(Data entries)
::::
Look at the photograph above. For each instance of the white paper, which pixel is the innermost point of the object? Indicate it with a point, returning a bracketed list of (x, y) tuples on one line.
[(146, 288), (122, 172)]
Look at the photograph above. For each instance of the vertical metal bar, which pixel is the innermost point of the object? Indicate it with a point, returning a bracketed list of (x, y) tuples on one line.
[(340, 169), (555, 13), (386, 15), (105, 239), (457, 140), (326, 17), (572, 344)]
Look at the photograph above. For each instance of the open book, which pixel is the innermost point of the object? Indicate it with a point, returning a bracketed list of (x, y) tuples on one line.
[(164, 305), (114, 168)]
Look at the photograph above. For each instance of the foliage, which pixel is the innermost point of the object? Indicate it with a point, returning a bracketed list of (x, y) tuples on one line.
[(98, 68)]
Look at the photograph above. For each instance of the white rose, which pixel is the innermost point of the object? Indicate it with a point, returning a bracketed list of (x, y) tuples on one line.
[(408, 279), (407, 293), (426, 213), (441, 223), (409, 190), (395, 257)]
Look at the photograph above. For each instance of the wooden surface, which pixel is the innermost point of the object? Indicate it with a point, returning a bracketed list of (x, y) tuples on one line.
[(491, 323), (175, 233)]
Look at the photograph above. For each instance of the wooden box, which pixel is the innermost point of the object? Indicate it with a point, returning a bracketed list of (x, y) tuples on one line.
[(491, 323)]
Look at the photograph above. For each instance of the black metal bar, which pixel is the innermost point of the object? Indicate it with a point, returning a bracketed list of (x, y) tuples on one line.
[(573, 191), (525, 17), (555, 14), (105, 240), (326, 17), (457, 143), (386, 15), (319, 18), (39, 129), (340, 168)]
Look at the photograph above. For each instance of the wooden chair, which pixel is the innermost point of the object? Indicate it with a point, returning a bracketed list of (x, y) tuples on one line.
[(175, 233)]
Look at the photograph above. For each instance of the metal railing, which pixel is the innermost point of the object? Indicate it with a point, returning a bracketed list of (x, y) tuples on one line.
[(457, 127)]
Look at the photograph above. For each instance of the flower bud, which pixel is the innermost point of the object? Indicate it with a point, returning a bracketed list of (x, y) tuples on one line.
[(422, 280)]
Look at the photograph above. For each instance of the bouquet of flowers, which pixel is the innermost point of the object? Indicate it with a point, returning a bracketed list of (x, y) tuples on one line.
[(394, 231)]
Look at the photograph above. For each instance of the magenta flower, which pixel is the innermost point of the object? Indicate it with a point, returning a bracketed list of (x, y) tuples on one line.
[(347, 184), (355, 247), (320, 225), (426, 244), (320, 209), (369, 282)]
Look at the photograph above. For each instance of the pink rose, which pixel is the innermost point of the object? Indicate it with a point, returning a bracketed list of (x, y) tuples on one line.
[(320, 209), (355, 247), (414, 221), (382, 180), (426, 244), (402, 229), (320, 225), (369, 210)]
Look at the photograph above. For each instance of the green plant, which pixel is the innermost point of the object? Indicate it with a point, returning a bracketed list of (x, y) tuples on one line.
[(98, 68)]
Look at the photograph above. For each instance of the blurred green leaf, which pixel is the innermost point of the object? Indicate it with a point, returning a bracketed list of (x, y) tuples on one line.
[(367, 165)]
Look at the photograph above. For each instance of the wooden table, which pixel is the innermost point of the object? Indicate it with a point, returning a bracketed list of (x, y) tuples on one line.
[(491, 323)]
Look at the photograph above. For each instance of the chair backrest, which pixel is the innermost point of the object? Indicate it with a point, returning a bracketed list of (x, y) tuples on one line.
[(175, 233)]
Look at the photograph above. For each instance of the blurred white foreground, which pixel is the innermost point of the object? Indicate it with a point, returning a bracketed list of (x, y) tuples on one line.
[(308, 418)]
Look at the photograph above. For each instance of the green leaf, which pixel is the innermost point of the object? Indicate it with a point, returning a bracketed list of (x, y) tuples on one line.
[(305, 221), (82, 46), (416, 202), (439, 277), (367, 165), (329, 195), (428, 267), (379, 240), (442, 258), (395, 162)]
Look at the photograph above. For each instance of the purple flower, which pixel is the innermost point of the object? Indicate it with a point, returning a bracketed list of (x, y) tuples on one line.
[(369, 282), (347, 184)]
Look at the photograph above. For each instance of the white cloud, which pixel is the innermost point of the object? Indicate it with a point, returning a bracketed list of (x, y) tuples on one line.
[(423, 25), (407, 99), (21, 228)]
::::
Set down each record again, exactly as written.

Look at the photograph above. For each instance of the white paper, which pixel is the innermost point of the object? Indicate it with a point, returning a bracketed list of (x, y) tuples on one line.
[(146, 288), (122, 172)]
Look at the photograph above. For each instance of the vertical metal bar, which pixel is the innermost point of the object? Indicate it with a point, returning a bracketed list of (x, y) tuples on one line.
[(340, 169), (555, 13), (386, 15), (105, 239), (457, 140), (326, 17), (572, 344)]
Look at the photograph above. For each instance of the open book, which pixel is the innermost point of the object? Indicate it with a point, returning a bracketed list of (x, y) tuples on one line.
[(164, 305), (114, 168)]
Look at the photograph above. For each instance of the foliage, which pixel is the innermost point of the object? Indicate it with a point, returning a bracketed list of (x, y) tuples on one line.
[(98, 68)]
Look at the photograph above. For each instance of the white rose, which pixel is the innermost point of the object? Indicate it with a point, returning a bracketed list of (x, y) tuples on one line.
[(408, 279), (407, 293), (426, 213), (441, 223), (409, 190), (395, 257)]
Look at the photograph above. For each instance of the wooden surface, which pixel is the innermost point of the object? Indicate it with a point, returning a bracketed list of (x, y) tuples on one line.
[(491, 323), (175, 233)]
Look at the photograph above. For each instance of the wooden box, which pixel is the innermost point of the object? Indicate it with a point, returning a bracketed list of (x, y) tuples on one line.
[(491, 323)]
Look at the photograph above. For each instance of the black metal bar, which pixel is the innermost point of the object? Indicate it with a point, returning a bracketed list of (x, y) tuples on one line.
[(573, 191), (525, 17), (555, 14), (105, 240), (326, 17), (457, 143), (386, 15), (319, 18), (39, 129), (340, 168)]
Look at the photograph above. For each instance of the wooden chair, which pixel is the innermost point of the object? Indicate it with a point, returning a bracketed list of (x, y) tuples on one line.
[(175, 233)]
Look at the photograph above. For each instance of the metal railing, which pixel is the innermost point of the object? Indicate it with a point, returning a bracketed list of (x, y) tuples on one line.
[(457, 127)]
Look at the photograph above. For each instance of the flower bud, which pixel is the innermost point of the object? Indicate it with a point, returning a bracketed list of (x, y) tuples on one line.
[(422, 280)]
Look at the photograph above. For each instance of the bouquet of flowers, which pixel is the innermost point of the object? Indicate it with a point, returning a bracketed list of (x, y) tuples on one line.
[(394, 231)]
Look at the photograph above. For each instance of the magenta flower, which pixel is the innermost point of the object? Indicate it with a point, returning a bracketed list of (x, y) tuples on one line.
[(347, 184), (355, 247), (320, 225), (426, 244), (320, 209), (369, 282)]
Look at the photograph above. For each instance of the pink rose, which pixel is the innermost point of the object? Indicate it with a point, returning a bracketed list of (x, y) tuples on one line.
[(320, 209), (355, 247), (414, 221), (382, 180), (426, 244), (402, 229), (320, 225), (369, 210)]
Look at the photograph above. For each instance of the green plant, which pixel is the innermost point of the object? Indicate it with a point, returning a bracketed list of (x, y) tuples on one line.
[(98, 68)]
Look at the photograph above. For each instance of the blurred green leaf, which pixel is the innermost point of the object? Indicate it with a point, returning a bracketed list of (x, y) tuples on one line.
[(367, 165)]
Look at the photograph above. For each instance of the wooden table, which pixel is the innermost point of the object? Indicate it with a point, returning a bracketed list of (x, y) tuples on one line.
[(491, 323)]
Look at the photograph above. For each instance of the chair backrest, which pixel is the innermost point of the object? Indicate it with a point, returning a bracketed list of (x, y) tuples on one line.
[(175, 233)]
Look at the photograph above. For each instance of the blurred white foreground, which pixel is the innermost point of the object? Indicate it with a point, returning a bracketed list of (x, y) tuples on one line.
[(308, 418)]
Look at the photograph above. For each instance of the green leaf, which pixel is the innermost point of the object? Indicate it with a point, returning a bracketed list of (x, y) tuples on one line.
[(305, 221), (82, 46), (416, 202), (439, 277), (367, 165), (329, 195), (428, 267), (379, 240), (442, 258), (395, 162)]
Look at the photograph above. For each instance of the purple flower, which pixel is the innermost point of the object? Indicate it with a point, returning a bracketed list of (x, y) tuples on one line.
[(369, 282), (347, 184)]
Look at the photograph above. For each instance of the white cloud, which pixel is the innermost point of the object? Indicate it with a point, returning a bracketed list of (x, y) tuples on one line.
[(423, 25), (407, 99), (21, 228)]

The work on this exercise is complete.